Passage =
== == ==
# What is a Monad, Really? (Oct 21st, 2020)

Ever since I started learning mathematics I wondered what the actual fuck is a monad. I’ve been programming since high-school, and I started learning Haskell about six months before my first semester at university. Learning Haskell was quite a paradigm shift from the more traditional, imperative languages I was used too, but I eventually able to understand it enough that I could be productive with it.

I learned how to work with typical monads in Haskell, such as [a] and Maybe a, yet I wasn’t able to understand what that all meant in mathematical terms. Being a student of pure mathematics, that bothered me for a while. Well, I’m happy to say I was finally able to understand it. I’ll try to summarize my knowledge in this article, in the hopes that it helps other people understand what in God’s green earth is a Monad.

This is a sentimental journey trough Category Theory. It’s mostly meant for programmers who already know how to work with monads and for mathematicians curious about the applications of Category Theory in the field of Computer Science. This is not a Haskell tutorial and you don’t need to understand any of this to be productive in Haskell!

## The Formal Definition

I suppose you could look it up in Wikipedia, but I’ll write it down in here anyways. Monads are a very special type of endofunctors — functors from a category to itself. Let $\mathscr{\text{C}}$ be a category and let $M : \mathscr{\text{C}} \rightarrow \mathscr{\text{C}}$ be a functor. Let $\eta : 1_{\mathscr{\text{C}}} \Rightarrow M$ and $\mu : M^2 \Rightarrow M$ be natural transformations such that the following diagrams commute:

Then the triple $\left ( M , \eta , \mu \right )$ — often denoted by simply $M$ — is said to be a monad. Ok, but what does this all mean?

## What is a Category, Really?
== == ==
Rows =
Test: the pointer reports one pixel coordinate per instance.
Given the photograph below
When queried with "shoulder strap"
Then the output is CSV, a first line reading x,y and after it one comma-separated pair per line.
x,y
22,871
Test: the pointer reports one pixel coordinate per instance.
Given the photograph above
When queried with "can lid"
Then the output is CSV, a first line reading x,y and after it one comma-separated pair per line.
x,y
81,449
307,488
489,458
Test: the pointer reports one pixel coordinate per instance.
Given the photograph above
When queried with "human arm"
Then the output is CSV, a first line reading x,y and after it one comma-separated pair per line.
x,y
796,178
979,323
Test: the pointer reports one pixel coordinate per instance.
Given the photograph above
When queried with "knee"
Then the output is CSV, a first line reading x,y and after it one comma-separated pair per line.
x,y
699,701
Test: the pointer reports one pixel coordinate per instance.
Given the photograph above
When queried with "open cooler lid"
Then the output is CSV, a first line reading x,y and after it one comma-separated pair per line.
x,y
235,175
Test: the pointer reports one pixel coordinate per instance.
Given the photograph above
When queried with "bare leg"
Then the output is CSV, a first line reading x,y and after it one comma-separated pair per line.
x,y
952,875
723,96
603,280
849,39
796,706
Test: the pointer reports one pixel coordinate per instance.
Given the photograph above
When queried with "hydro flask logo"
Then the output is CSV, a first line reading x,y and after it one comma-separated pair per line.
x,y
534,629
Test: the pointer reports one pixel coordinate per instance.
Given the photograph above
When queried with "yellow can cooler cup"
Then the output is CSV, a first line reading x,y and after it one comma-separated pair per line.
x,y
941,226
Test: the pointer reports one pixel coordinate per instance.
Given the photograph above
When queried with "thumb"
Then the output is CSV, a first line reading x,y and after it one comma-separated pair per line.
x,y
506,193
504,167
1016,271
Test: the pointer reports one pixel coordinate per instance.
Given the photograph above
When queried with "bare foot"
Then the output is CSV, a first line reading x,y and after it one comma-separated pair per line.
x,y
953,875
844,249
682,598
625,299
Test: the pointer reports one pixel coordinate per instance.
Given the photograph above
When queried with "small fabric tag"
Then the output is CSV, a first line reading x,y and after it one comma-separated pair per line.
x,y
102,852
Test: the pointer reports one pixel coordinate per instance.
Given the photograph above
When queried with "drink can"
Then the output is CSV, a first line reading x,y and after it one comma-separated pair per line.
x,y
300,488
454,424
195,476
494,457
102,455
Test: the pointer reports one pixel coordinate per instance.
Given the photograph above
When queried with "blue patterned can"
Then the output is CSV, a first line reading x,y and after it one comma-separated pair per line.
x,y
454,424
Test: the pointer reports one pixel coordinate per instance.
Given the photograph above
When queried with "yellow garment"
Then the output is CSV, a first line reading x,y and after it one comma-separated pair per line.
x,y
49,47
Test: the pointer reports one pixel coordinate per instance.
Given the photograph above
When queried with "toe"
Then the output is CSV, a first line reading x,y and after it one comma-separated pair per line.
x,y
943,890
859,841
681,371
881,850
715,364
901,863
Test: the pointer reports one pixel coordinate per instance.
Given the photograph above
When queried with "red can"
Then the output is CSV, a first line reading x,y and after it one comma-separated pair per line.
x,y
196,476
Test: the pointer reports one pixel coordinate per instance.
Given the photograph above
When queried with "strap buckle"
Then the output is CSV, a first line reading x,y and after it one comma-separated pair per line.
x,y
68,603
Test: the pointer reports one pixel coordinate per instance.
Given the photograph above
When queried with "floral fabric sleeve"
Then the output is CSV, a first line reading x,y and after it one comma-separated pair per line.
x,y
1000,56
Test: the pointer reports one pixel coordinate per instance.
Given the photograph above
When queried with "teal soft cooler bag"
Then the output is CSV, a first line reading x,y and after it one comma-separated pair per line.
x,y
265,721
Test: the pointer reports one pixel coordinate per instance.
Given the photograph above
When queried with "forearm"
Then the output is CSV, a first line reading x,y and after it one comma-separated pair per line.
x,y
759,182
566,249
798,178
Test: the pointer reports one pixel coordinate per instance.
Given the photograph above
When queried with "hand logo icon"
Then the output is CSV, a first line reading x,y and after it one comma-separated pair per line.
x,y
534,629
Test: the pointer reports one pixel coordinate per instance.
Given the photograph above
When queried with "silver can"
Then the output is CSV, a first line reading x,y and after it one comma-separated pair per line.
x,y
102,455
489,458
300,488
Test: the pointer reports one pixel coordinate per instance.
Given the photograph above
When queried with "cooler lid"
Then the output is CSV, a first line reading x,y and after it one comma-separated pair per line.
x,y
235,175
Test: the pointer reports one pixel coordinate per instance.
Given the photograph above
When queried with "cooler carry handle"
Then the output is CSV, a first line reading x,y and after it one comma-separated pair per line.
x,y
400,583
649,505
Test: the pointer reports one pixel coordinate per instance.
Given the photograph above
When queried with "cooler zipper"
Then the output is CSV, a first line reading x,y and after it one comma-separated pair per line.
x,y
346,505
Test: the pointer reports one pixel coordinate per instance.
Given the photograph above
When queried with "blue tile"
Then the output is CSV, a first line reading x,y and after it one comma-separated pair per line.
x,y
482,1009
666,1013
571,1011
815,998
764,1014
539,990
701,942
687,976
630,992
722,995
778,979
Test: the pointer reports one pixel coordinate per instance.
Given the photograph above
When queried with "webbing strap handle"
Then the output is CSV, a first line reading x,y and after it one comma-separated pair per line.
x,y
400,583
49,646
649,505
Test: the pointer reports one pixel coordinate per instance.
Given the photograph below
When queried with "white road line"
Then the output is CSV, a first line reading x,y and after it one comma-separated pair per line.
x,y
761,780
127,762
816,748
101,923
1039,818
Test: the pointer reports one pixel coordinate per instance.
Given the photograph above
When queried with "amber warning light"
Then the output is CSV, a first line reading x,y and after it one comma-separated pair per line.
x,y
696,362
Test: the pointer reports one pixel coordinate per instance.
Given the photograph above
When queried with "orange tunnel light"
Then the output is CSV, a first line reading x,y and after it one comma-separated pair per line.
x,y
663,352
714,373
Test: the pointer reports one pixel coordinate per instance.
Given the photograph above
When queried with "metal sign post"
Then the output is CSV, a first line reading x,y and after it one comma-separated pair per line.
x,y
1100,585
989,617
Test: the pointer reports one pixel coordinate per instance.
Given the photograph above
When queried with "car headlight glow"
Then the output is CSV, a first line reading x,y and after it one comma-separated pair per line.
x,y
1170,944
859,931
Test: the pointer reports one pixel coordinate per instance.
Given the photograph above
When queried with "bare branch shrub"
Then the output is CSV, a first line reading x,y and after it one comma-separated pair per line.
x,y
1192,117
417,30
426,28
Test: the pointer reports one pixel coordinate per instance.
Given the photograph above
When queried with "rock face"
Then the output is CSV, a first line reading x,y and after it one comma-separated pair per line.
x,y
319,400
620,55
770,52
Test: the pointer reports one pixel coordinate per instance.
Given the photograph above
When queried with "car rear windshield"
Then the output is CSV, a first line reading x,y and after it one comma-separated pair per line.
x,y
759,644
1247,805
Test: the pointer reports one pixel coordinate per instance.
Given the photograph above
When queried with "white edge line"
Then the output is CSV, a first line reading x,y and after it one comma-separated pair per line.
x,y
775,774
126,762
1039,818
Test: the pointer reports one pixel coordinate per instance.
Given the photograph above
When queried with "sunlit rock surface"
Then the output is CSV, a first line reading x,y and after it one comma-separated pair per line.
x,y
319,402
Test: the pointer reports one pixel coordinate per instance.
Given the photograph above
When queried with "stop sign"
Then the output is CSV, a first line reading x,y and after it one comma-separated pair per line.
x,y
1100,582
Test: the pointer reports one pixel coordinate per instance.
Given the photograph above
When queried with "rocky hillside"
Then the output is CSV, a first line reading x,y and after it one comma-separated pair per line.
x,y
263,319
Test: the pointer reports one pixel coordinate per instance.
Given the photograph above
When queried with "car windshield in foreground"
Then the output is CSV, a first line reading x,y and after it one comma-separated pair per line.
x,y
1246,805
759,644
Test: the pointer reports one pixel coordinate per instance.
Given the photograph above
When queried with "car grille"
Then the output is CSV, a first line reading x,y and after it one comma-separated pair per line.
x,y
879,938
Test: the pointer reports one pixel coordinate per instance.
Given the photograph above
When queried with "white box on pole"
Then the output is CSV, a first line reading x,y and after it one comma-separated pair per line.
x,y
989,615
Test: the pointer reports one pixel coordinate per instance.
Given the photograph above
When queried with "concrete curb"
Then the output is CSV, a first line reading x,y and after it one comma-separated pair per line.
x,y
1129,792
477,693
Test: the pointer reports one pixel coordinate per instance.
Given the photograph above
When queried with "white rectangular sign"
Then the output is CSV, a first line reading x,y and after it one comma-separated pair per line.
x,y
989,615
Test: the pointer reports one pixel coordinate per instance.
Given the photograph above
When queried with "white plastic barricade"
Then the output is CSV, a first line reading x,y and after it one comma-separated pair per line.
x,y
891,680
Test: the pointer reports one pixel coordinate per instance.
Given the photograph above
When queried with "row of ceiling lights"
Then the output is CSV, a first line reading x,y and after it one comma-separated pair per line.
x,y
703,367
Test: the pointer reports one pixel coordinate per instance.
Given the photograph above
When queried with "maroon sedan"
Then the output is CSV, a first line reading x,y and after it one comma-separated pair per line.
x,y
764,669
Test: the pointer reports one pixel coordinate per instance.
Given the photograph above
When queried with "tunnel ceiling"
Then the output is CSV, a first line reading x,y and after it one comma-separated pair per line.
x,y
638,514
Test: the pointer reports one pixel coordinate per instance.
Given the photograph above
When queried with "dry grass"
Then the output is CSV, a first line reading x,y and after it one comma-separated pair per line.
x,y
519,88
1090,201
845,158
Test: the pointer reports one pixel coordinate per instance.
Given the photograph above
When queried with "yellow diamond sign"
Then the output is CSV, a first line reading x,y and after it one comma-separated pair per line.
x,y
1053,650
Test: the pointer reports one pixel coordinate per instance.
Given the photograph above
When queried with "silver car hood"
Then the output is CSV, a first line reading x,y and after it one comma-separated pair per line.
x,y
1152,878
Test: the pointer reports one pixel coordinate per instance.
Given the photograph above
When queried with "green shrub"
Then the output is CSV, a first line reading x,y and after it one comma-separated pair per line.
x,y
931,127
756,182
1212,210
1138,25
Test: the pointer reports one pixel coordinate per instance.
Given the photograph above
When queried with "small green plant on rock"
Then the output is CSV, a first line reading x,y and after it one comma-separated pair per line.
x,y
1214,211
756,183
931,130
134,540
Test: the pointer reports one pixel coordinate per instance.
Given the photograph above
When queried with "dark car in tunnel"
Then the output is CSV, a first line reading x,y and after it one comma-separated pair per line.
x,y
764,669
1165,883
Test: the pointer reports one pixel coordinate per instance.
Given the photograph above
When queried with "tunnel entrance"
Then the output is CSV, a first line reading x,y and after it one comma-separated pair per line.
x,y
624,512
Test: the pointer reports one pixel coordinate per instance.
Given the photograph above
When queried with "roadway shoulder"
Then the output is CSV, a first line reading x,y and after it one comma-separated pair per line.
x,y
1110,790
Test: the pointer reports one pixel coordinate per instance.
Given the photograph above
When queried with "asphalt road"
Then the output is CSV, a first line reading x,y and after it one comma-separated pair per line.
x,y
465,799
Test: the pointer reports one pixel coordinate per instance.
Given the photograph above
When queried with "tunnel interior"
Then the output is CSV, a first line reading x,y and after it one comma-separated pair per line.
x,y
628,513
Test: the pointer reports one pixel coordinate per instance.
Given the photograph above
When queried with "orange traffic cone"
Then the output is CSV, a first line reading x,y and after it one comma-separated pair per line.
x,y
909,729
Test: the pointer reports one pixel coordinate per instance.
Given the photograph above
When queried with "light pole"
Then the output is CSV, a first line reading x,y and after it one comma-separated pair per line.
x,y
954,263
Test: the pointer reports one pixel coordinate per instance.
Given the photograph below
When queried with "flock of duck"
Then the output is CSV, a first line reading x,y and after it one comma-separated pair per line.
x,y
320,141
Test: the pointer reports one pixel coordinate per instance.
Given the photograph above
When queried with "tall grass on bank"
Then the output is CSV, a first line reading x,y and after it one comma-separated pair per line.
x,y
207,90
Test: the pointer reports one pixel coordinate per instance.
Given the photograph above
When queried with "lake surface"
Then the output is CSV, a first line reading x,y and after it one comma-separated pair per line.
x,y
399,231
== == ==
What to do =
a - Select every line in the entries that contains the string "logo", treating uppercase and lowercase as different.
b - Pick up the article on monads right after its last line and keep writing it.

Results of the tasks =
a -
When queried with "hydro flask logo"
When queried with "hand logo icon"

b -
Category theory can be though-of as a generalization of Set Theory: it’s a uniform language for describing sets with a given structure — those are called objects — and functions that preserves structure between such sets — those are called morphisms or homomorphisms. A category is nothing more than that: a collection of sets with a given structure together with a collection of transformations between such sets.

This is a lie! The objects of a category need not to be sets, and the morphisms of a category need not to be functions. However, they are typically thought-of as so.

For example, the category $k \text{-} \text{Vect}$ of vector spaces over $k$ is the collection of all vector-spaces over $k$, together with the collection of all linear transformations between such vector-spaces.

Note that the identity function $i d_V : V \rightarrow V$ is a linear transformation. Furthermore, if $T : V_1 \rightarrow V_2$ and $S : V_2 \rightarrow V_3$ are linear transformations, then the composition $S \circ T : V_1 \rightarrow V_3$ is a linear transformation. This is a key concept in Category Theory! The identity function and the composition of two morphisms must be morphisms for a suitable collection to be called a category!

## What is a Functor, Really?

A functor is a map between categories: it takes objects and morphisms as input and returns objects and morphism from another category. In other words, a functor $F : \mathscr{C} \rightarrow \mathscr{D}$ is a map that associates an object $F ( X ) : \mathscr{D}$ for each object $X : \mathscr{C}$ and a marphism $F ( f ) : F ( X ) \rightarrow F ( Y )$ for each morphism $f : X \rightarrow Y$ in $\mathscr{C}$. For $F$ to be a functor it must also preserve identity — i.e. $F ( 1_X ) = 1_{F ( X )}$ — and composition:

The idea behind this is that $F$ not only maps objects to objects — like a regular function or a morphism — it also gives us a consistent way to turn every morphism in $\mathscr{C}$ into a morphism in $\mathscr{D}$.

This mechanism for converting morphisms in $\mathscr{C}$ to morphisms in $\mathscr{D}$ is sometimes referred-to as penetration, such as in Haskell’s standard library:

class Functor f where
-- fmap g fa "penetrates" g in fa.
-- A implementation of fmap is expected to
-- respect the composition of functions, i.e.
-- fmap (h . g) == (fmap h) . (fmap g).
fmap :: (a -> b) -> f a -> fb

Note that an instance of Functor is an endofunctor of the category of Haskell types.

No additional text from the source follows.